AIM OF THE EXERCISE:
Produce a verbatim copy of the entries listed below.

########

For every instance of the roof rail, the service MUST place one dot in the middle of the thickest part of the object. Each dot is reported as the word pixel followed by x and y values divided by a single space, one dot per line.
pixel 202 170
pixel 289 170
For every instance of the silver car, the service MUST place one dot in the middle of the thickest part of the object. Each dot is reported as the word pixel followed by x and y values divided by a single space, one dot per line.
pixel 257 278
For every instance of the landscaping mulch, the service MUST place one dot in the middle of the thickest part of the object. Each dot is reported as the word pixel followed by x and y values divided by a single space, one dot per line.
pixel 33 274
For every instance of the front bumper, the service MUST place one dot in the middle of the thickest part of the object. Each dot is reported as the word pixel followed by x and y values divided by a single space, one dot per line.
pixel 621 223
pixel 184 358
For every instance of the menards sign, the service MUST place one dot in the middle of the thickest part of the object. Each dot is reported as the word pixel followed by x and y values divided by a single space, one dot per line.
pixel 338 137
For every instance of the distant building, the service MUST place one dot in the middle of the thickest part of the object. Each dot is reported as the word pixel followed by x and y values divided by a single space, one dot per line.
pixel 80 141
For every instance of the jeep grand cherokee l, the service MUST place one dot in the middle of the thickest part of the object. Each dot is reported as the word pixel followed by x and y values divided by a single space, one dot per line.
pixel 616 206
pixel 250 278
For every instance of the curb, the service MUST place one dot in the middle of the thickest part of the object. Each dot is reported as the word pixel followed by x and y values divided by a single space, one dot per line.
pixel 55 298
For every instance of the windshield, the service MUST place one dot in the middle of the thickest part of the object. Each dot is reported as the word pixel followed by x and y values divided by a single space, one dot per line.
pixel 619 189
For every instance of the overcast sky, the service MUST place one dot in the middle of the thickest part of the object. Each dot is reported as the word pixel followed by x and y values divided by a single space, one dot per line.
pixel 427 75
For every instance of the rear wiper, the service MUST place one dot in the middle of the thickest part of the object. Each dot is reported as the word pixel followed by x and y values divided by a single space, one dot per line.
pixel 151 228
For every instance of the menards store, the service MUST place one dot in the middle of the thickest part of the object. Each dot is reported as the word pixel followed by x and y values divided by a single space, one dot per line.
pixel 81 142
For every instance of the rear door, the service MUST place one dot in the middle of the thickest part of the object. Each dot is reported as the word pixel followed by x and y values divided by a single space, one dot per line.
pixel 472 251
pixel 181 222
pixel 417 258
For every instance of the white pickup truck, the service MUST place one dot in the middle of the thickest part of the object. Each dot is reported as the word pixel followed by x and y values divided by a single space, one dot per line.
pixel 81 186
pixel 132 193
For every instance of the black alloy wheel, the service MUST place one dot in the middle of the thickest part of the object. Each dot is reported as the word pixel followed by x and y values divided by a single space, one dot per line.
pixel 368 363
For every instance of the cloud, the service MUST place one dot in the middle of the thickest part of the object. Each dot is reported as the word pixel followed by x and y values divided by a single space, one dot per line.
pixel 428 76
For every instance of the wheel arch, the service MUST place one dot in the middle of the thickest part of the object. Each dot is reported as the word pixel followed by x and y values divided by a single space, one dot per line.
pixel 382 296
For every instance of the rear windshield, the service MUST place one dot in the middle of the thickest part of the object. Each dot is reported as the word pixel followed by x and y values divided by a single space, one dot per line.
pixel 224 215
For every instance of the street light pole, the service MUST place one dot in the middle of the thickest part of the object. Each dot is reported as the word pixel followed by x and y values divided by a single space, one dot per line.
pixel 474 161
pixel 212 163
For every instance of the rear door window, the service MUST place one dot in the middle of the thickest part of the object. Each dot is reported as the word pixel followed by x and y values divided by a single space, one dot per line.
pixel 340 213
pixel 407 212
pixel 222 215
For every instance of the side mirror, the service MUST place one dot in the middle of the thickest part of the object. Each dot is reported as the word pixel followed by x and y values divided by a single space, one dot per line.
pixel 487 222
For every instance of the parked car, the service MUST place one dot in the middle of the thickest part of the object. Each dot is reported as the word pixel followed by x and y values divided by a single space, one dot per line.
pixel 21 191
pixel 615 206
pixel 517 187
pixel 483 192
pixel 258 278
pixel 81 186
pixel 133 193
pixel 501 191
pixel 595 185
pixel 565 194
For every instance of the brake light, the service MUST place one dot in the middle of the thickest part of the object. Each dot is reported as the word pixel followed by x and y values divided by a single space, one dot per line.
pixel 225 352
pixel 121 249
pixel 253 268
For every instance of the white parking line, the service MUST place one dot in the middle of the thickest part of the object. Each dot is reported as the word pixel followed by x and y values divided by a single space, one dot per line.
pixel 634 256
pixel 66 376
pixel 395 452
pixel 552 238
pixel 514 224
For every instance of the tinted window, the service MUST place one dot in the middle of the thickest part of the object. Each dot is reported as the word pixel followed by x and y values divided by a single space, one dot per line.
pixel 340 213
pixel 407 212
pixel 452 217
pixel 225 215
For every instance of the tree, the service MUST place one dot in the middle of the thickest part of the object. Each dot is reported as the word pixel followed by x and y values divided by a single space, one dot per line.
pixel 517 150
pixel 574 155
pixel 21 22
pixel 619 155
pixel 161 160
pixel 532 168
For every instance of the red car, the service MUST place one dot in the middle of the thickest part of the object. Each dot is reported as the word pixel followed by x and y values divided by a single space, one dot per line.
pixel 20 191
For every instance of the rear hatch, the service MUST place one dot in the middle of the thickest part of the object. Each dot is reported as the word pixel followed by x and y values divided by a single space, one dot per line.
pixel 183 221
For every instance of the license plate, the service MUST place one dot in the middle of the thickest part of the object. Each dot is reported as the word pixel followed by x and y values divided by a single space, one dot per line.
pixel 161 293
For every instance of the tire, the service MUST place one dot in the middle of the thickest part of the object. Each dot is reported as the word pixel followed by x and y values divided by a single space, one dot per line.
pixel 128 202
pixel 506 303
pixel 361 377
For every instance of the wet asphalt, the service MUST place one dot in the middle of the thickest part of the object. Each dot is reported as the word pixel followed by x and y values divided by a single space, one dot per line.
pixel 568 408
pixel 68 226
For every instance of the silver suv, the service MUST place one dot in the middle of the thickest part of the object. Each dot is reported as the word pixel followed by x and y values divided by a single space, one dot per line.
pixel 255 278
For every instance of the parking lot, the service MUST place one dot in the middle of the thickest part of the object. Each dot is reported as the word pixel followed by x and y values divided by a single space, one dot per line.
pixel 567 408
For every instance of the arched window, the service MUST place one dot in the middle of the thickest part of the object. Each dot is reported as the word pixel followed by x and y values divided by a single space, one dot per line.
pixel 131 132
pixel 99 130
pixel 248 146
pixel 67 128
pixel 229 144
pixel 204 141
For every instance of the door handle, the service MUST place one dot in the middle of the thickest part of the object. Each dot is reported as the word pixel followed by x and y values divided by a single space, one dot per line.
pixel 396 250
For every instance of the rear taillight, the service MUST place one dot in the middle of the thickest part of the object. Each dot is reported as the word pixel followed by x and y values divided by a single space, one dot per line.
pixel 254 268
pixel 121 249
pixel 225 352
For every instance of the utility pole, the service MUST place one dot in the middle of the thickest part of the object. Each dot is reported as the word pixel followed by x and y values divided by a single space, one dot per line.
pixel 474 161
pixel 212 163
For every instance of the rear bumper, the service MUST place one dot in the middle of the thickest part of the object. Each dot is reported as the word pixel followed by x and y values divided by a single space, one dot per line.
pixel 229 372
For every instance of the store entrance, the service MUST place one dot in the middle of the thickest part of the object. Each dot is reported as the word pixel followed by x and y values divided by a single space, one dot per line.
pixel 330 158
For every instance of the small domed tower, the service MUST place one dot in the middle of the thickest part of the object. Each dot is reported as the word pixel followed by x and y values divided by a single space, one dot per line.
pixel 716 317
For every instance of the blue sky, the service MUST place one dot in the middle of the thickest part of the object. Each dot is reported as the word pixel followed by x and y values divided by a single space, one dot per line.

########

YOUR SOLUTION:
For every instance of the roof rail, the service MUST place one dot in the middle of the thickest part of the object. Each dot is reported as the word pixel followed by x and y values divided by a single space, one dot per line.
pixel 202 170
pixel 289 170
For every instance of the silver car, the service MUST place one dot in the middle of the thickest part of the object. Each dot is reported as the word pixel followed by x and y values divided by a single space, one dot per line.
pixel 257 278
For every instance of the landscaping mulch, the service MUST place one dot in the middle of the thickest part of the object. Each dot is reported as the word pixel followed by x and y values divided by a single space, one dot per line.
pixel 33 274
For every instance of the front bumper, the service MUST place one dot in the middle of the thickest part of the object. Each dot is reported as the word pixel followed by x and y values divided by a single space, one dot per line.
pixel 621 223
pixel 184 358
For every instance of the menards sign, the service MUST place one dot in the middle of the thickest part of the object. Each dot is reported as the word pixel followed by x and y values divided by a single space, one dot per line.
pixel 338 137
For every instance of the distant building, the service MUST place one dot in the middle of the thickest part of the object. Each dot is reported as the word pixel followed by x and y values divided by a single space, one dot per line.
pixel 80 141
For every instance of the jeep grand cherokee l, the service MUST place one dot in the middle of the thickest part of the object. Each dot is reported as the word pixel followed by x and y values divided by a single space, one dot per line.
pixel 616 206
pixel 250 278
For every instance of the curb, the service MUST place one dot in the middle of the thickest part of the object. Each dot is reported as the word pixel followed by x and y values divided by a single space, one dot per line.
pixel 55 298
For every instance of the windshield, the service MUST place one dot in the middle of the thickest part of the object. Each dot is reported as the word pixel followed by x and y values divided by a single space, one dot per line.
pixel 619 189
For every instance of the overcast sky, the service MUST place one dot in the middle of the thickest part of the object. Each dot is reported as the word pixel followed by x and y values divided by a single space, one dot per line.
pixel 427 75
For every instance of the rear wiper, the service MUST place one dot in the middle of the thickest part of the object. Each dot is reported as the word pixel followed by x and y values divided by a single space, one dot per line.
pixel 151 228
For every instance of the menards store, the service MUST place one dot in the middle of the thickest part of the object. Each dot is reported as the word pixel followed by x and y values divided by a single space, one dot per line.
pixel 81 142
For every instance of the rear door, the service MUST place one dot in the middle of the thickest part of the object. Each dot is reported as the word pixel followed by x and y values divided by a single space, one dot per line.
pixel 472 251
pixel 181 222
pixel 417 258
For every instance of the white pickup truck, the service MUST place one dot in the middle of the thickest part of the object. Each dot is reported as the word pixel followed by x and y values divided by a single space, one dot per line.
pixel 81 186
pixel 132 193
For every instance of the black alloy wheel, the service MUST place one dot in the middle of the thickest part of the object. Each dot is reported as the word pixel followed by x and y values divided by a single space, one dot per line.
pixel 368 363
For every instance of the cloud, the service MUST place one dot in the middle of the thickest part of the object. Each dot is reported as the word pixel followed by x and y values divided by a single space, one dot per line.
pixel 428 76
For every instance of the wheel arch, the service MUST place one dot in the middle of the thickest part of the object. Each dot is reported as the word pixel followed by x and y values divided by a single space, one dot per line.
pixel 382 296
For every instance of the rear windshield, the service MUST place one dot in the middle of the thickest part of the object. Each dot is reported as the word pixel followed by x and y values divided by a single space, one dot per line.
pixel 224 215
For every instance of the street light pole, the service MUST place one dot in the middle of the thickest part of the object. Each dot is reported as the word pixel followed by x and y values divided by a single space, one dot per line.
pixel 474 161
pixel 212 163
For every instance of the rear door window, the service MUST place one dot in the middle of the thickest part of the object. Each dot is reported as the word pixel followed by x and y values divided by a single space, one dot per line.
pixel 340 213
pixel 407 212
pixel 222 215
For every instance of the side mirror, the service MUST place one dot in the middle of the thickest part of the object. Each dot is reported as the word pixel followed by x and y values divided by a single space, one dot per line.
pixel 487 222
For every instance of the parked car, the service MUST place one dot in the middle of the thickest part of the object. Each dot is reported as the word pixel followed by x and y values divided by a single space, one dot per line.
pixel 21 191
pixel 615 206
pixel 517 187
pixel 483 192
pixel 258 278
pixel 81 186
pixel 133 193
pixel 501 191
pixel 595 185
pixel 565 194
For every instance of the brake light, the service MUST place one dot in the middle of the thickest part of the object. Each dot is reported as the word pixel followed by x and y values divided by a single space, one dot per line.
pixel 225 352
pixel 121 249
pixel 253 268
For every instance of the white parking line, the service MUST place one dot in the middle of the thickest part of the object. Each dot is reported as the word pixel followed by x and y values divided by a single space, one dot per line.
pixel 634 256
pixel 66 376
pixel 395 452
pixel 552 238
pixel 514 224
For every instance of the tinted window, the service MUST place one dot in the middle of the thickest part of the object. Each dot is reported as the word pixel followed by x and y values divided by a single space, one dot per line.
pixel 340 213
pixel 407 212
pixel 452 217
pixel 225 215
For every instance of the tree, the service MUST place one dot in the middle of the thickest part of the object. Each dot is reported as the word pixel followed by x and y values divided by a single space, one dot per line.
pixel 517 150
pixel 574 155
pixel 21 22
pixel 619 155
pixel 161 160
pixel 532 168
For every instance of the red car, the service MUST place one dot in the middle of the thickest part of the object. Each dot is reported as the word pixel followed by x and y values divided by a single space, one dot per line.
pixel 20 191
For every instance of the rear hatch, the service MUST place one dot in the middle of the thickest part of the object. Each dot is reported as the word pixel followed by x and y values divided by a single space, one dot per line.
pixel 183 221
For every instance of the license plate, the service MUST place one dot in the middle of the thickest part of the object. Each dot is reported as the word pixel followed by x and y values divided by a single space, one dot per line.
pixel 161 293
For every instance of the tire, the service MUST place one dot in the middle of the thickest part of the object. Each dot is reported as the word pixel followed by x and y values divided by a single space, one dot per line.
pixel 128 202
pixel 506 303
pixel 361 377
For every instance of the wet asphalt, the service MUST place one dot in the middle of the thickest part of the object. Each dot is reported as the word pixel followed by x and y values divided by a single space, one dot per line.
pixel 568 408
pixel 68 226
For every instance of the silver suv, the service MUST place one dot in the middle of the thickest part of the object. Each dot is reported as the word pixel followed by x and y values divided by a single space, one dot per line.
pixel 255 278
For every instance of the parking lot, the service MUST place one dot in the middle of the thickest part of the object. Each dot is reported as the word pixel followed by x and y values divided by a single space, one dot per line.
pixel 567 408
For every instance of the arched window, the service MUST place one dot in the middle of the thickest part of the object. Each dot is reported as the word pixel followed by x and y values divided by a single space, one dot per line.
pixel 131 132
pixel 99 130
pixel 248 146
pixel 67 128
pixel 229 144
pixel 204 141
For every instance of the door handle, the service MUST place one dot in the middle of the thickest part of the object. Each dot is reported as the word pixel followed by x and y values divided by a single space, one dot per line.
pixel 396 250
For every instance of the rear taillight, the service MUST place one dot in the middle of the thickest part of the object. Each dot is reported as the word pixel followed by x and y values divided by a single space, one dot per line.
pixel 254 268
pixel 121 249
pixel 225 352
For every instance of the utility pole, the service MUST place one dot in the middle of the thickest part of the object. Each dot is reported as the word pixel followed by x and y values divided by a single space, one dot per line.
pixel 474 161
pixel 212 163
For every instance of the rear bumper, the service MUST place one dot in the middle of the thickest part of the object. Each dot is reported as the word pixel followed by x and y values divided by a single space, one dot per line.
pixel 229 372
For every instance of the store entrance, the service MUST place one dot in the middle of the thickest part of the object. Each dot is reported as the word pixel followed by x and y values divided by a single space, one dot per line.
pixel 330 158
For every instance of the small domed tower, the service MUST place one dot in the middle of the thickest part of the object. Each dot is reported as the word pixel followed by x and y values divided by a single space, one dot per line.
pixel 716 317
For every instance of the blue sky, the service MUST place one dot in the middle of the thickest part of the object. Each dot is reported as the word pixel followed by x and y values divided by a single space, one dot per line.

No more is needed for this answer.